Page excerpt: Begin

Yeah. I’m, you know, fortunate to be in an organization where CS had a really great reputation as continued, been tremendously valued. We get great feedback from our customers and that works well through our organization or currently aligned within.
The sales organization I’ve been in CS teams that have been kind of all over the map in terms of where we’re aligned.
Being within sales obviously has a lot of good benefits in terms of, as we move into a renewal, we’re really well aligned with the account management team that helps us drive through the renewal process. We’re really well aligned in terms of. How we grow the organization, right? When sales seems, like they’re getting a whole bunch of these sales, then we can kind of expand our CS team accordingly to be in lockstep with that.
So that’s working well for our product team. We make a couple of motions where we’re doing, reviewing our customer enhancement requests and key issues. We’re doing that on a weekly basis with our product team. And we get to have a lot of influence on how we prioritize some of those things on their roadmap.
Obviously, they’ve got to—a huge vision of where they want to take this transforming concept. And so we don’t always get every individual request on to their overall plan, but we have great relationships where we’re heard we can advocate for the issue. They can consider that with their team.
And then our product team is always willing to engage directly with customers on customer calls and things like that. So, you know, At most, they say you’re not pulling us into enough customer calls. So that’s a great spot to be that they’re eager and willing to step in and hear it directly from the customer.

Page excerpt: End
Provided information: Begin

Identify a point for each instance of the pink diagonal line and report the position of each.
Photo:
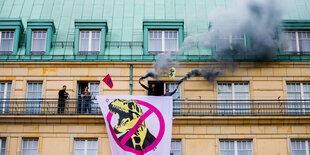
(135, 128)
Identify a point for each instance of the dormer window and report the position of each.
(6, 42)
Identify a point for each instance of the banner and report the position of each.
(138, 124)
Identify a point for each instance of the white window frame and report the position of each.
(5, 94)
(6, 38)
(296, 41)
(177, 141)
(6, 88)
(236, 145)
(234, 108)
(165, 86)
(85, 149)
(303, 106)
(90, 39)
(32, 139)
(36, 31)
(163, 39)
(230, 39)
(306, 147)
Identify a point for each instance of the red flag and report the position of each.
(107, 80)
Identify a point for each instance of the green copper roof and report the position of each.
(124, 18)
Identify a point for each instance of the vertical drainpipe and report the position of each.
(130, 82)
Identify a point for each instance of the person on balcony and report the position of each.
(86, 101)
(152, 91)
(62, 96)
(168, 93)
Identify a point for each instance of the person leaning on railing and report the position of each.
(62, 96)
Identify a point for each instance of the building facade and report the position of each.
(261, 108)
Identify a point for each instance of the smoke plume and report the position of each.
(209, 75)
(231, 28)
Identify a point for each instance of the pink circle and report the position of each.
(156, 141)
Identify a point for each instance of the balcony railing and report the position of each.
(180, 107)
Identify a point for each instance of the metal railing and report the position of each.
(180, 107)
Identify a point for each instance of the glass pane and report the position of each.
(95, 45)
(155, 45)
(84, 45)
(171, 45)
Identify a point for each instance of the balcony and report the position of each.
(180, 107)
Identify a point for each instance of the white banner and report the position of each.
(138, 124)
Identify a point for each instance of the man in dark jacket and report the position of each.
(152, 91)
(62, 96)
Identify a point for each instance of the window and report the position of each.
(30, 147)
(162, 35)
(90, 36)
(5, 93)
(34, 93)
(2, 146)
(38, 42)
(230, 41)
(93, 88)
(297, 42)
(85, 147)
(6, 42)
(300, 147)
(230, 147)
(89, 42)
(230, 92)
(296, 92)
(175, 147)
(163, 41)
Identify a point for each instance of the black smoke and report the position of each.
(209, 75)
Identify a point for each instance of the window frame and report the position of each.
(235, 109)
(303, 107)
(236, 145)
(178, 141)
(1, 33)
(85, 148)
(32, 38)
(15, 25)
(37, 25)
(306, 145)
(90, 41)
(297, 43)
(93, 24)
(153, 24)
(163, 39)
(32, 139)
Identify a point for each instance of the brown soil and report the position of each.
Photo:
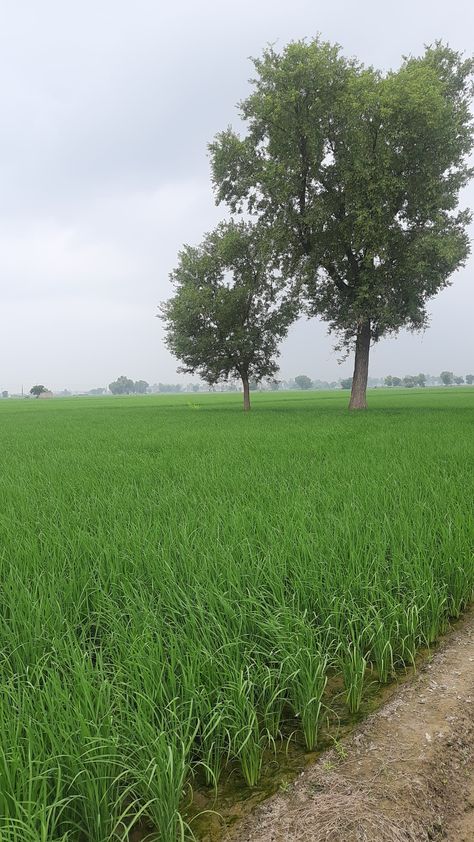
(405, 775)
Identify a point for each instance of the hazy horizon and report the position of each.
(107, 113)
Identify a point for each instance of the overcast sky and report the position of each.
(106, 108)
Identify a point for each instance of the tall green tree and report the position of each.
(230, 308)
(447, 378)
(357, 175)
(38, 390)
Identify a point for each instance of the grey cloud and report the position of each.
(106, 112)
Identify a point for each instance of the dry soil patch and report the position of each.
(406, 775)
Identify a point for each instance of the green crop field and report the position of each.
(179, 580)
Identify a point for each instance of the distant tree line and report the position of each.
(124, 386)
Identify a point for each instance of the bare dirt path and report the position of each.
(406, 775)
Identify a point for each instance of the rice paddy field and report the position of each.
(181, 583)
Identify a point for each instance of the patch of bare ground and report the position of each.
(406, 775)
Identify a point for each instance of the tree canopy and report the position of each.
(355, 175)
(38, 390)
(230, 308)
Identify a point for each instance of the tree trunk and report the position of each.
(361, 368)
(245, 383)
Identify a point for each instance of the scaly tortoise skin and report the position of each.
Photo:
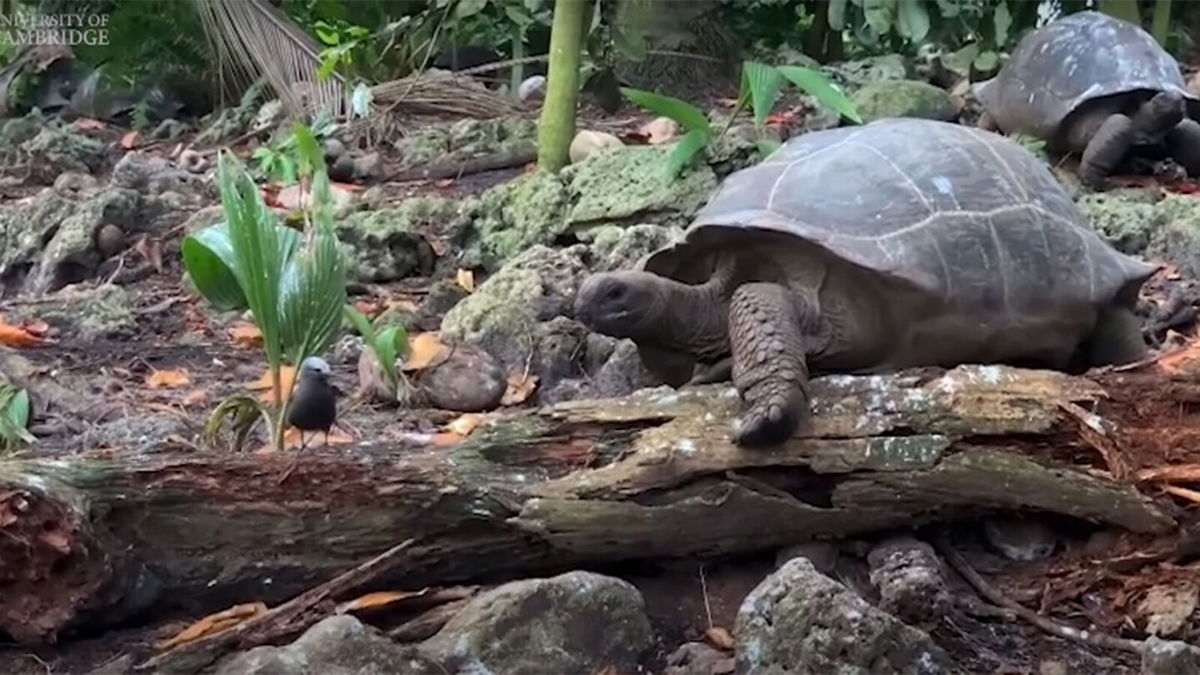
(899, 244)
(1098, 87)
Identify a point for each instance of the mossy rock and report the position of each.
(617, 186)
(904, 99)
(390, 244)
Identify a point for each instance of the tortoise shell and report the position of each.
(964, 215)
(1080, 58)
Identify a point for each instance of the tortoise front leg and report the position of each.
(1185, 144)
(1110, 142)
(769, 369)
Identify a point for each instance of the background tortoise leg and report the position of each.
(1185, 144)
(769, 369)
(1104, 151)
(1116, 339)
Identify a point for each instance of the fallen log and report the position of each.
(91, 539)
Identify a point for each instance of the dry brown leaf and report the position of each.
(466, 280)
(1168, 608)
(1173, 473)
(521, 387)
(167, 378)
(466, 424)
(287, 374)
(425, 350)
(381, 599)
(246, 334)
(18, 336)
(214, 623)
(720, 638)
(197, 398)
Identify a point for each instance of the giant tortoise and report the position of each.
(899, 244)
(1098, 87)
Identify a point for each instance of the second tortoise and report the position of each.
(903, 243)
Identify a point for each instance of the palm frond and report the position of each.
(252, 39)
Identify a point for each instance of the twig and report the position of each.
(281, 622)
(994, 596)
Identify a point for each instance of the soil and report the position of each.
(175, 332)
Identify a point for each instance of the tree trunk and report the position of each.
(557, 127)
(89, 541)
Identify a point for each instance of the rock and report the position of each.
(339, 645)
(904, 99)
(801, 621)
(587, 143)
(1125, 217)
(659, 131)
(621, 187)
(533, 88)
(150, 174)
(169, 130)
(699, 658)
(623, 248)
(559, 353)
(823, 555)
(623, 372)
(49, 240)
(391, 244)
(575, 622)
(109, 240)
(1020, 538)
(468, 381)
(1169, 657)
(442, 298)
(911, 580)
(503, 314)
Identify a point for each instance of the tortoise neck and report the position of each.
(697, 316)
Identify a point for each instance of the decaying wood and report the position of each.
(456, 167)
(583, 483)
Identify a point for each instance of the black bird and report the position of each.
(313, 404)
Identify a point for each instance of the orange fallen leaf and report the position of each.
(425, 350)
(466, 280)
(214, 623)
(720, 638)
(17, 336)
(246, 334)
(521, 386)
(466, 424)
(379, 599)
(197, 398)
(169, 378)
(287, 374)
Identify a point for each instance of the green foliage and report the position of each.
(387, 345)
(760, 88)
(293, 285)
(15, 412)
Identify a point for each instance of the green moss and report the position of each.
(904, 99)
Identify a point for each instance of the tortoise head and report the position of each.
(623, 304)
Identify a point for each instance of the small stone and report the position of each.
(823, 555)
(798, 620)
(575, 622)
(468, 381)
(1023, 539)
(109, 240)
(533, 88)
(588, 143)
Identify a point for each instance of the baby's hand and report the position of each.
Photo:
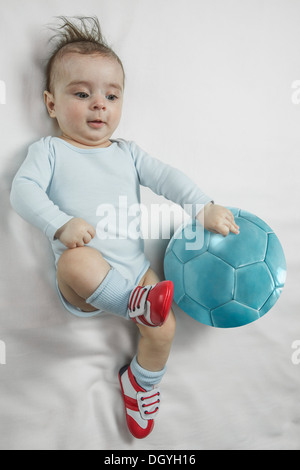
(218, 219)
(75, 233)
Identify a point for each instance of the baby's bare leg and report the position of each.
(79, 272)
(155, 343)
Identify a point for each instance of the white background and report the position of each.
(209, 89)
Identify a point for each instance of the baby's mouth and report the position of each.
(97, 123)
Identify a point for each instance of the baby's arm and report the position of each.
(30, 200)
(179, 188)
(218, 219)
(75, 233)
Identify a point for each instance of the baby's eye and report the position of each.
(111, 97)
(82, 95)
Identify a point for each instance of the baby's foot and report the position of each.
(151, 305)
(141, 407)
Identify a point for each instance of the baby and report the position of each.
(63, 182)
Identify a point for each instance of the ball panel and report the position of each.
(191, 241)
(208, 280)
(254, 285)
(196, 311)
(240, 250)
(256, 220)
(174, 270)
(275, 260)
(271, 301)
(233, 314)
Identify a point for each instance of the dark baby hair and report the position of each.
(77, 34)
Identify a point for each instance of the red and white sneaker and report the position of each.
(141, 407)
(151, 305)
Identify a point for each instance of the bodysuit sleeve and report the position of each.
(29, 190)
(169, 182)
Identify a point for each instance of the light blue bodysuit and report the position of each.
(59, 181)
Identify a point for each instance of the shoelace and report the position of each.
(136, 297)
(144, 405)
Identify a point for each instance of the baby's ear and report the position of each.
(50, 104)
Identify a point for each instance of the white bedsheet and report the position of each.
(212, 89)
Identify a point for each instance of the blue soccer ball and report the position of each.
(230, 281)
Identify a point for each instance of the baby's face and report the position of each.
(87, 98)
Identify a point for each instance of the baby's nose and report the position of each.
(99, 103)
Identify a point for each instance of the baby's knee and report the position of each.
(79, 267)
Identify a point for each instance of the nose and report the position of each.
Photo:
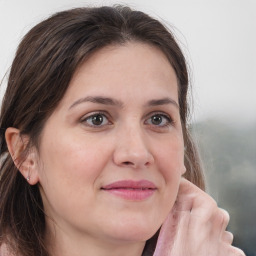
(132, 150)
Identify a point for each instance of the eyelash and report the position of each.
(167, 118)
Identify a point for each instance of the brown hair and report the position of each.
(45, 62)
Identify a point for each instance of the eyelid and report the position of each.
(91, 114)
(163, 114)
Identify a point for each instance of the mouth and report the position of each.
(131, 190)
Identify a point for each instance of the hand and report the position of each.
(195, 227)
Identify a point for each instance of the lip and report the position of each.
(131, 190)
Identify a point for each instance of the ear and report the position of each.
(26, 162)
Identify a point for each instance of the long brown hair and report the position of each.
(44, 64)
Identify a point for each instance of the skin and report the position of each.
(76, 158)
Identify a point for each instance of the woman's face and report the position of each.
(111, 154)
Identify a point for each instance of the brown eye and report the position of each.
(96, 120)
(156, 119)
(159, 120)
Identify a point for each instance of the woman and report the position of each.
(96, 154)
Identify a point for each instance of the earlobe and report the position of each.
(24, 160)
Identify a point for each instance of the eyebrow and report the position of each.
(114, 102)
(164, 101)
(99, 100)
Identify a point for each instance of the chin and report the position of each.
(136, 232)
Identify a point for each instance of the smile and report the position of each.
(131, 190)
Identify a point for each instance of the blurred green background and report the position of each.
(228, 153)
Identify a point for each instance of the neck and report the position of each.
(61, 243)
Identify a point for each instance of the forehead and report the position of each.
(122, 70)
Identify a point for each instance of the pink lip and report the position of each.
(131, 190)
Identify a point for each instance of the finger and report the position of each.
(227, 237)
(173, 229)
(224, 219)
(234, 251)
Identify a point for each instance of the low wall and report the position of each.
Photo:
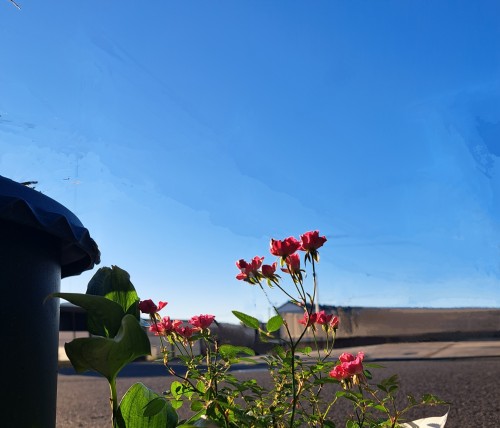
(407, 324)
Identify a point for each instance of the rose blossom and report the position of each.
(352, 364)
(184, 331)
(350, 369)
(334, 322)
(292, 263)
(250, 270)
(311, 241)
(284, 248)
(339, 373)
(149, 307)
(269, 270)
(308, 320)
(323, 318)
(202, 321)
(157, 328)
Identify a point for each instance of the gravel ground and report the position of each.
(471, 385)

Provided information: End

Extend the interview excerpt about the customer success team's ties to sales and product, picking up after its final sentence. The entries come from a separate source unrelated to the interview excerpt.

*Result of the task*
Oh, that’s outstanding. It sounds like you’re grabbing all the right relationships within the company. And that’s important to have that unified go to market to the customer. It’s one of the hardest things for a new CSM. Is that in any organization, is that so much of it is just, how do I, how do I take all the resources available within my company and bring them to bear for our customer?
And part of that is just figuring out where those motions are, who those contacts are, even within your company, is something CSMs have to spend a lot of time on. Oh, absolutely. And then, you gather the right touchpoints and deliver them to create delight with customers. Good. Hey, as we wrap up here, Richard, how about we wrap up with this question?
So if you were to share one piece of advice to the listener on customer success, what would that be?
I would have to go with, learn something from every customer. I think in customer success. It’s, you know, I fight every day to make sure we’re not focused on this is how we do things. This is how we view the platform.
This is how we view how account-based marketing should be done. You know, you’re in an enviable position of working with experts in their field every day. And so there should be something you can learn from each and every customer in terms of. How they’re doing their business, how they’re using your platform, how they’re executing these business processes, and what they hope to get out of them.
So, I would say, yeah, be sure to learn something from every customer every day.
That’s outstanding advice. Rich, thank you so much. And for folks to follow you, what’s the best way for them to do that? Is it Twitter or LinkedIn? Where do you at just to look for Richard Rans on LinkedIn? Awesome. Richard, thank you so much.
It was so valuable to have you on the show. Appreciate it. Awesome. Thank you, Abhijeet. I appreciate it, and by the way, we’re hiring CSM, so feel free to reach out. Absolutely. So please reach out to Richard Rans and get your profiles ready, Richard. Thank you.
Thank you, Abhijeet. It was great being here.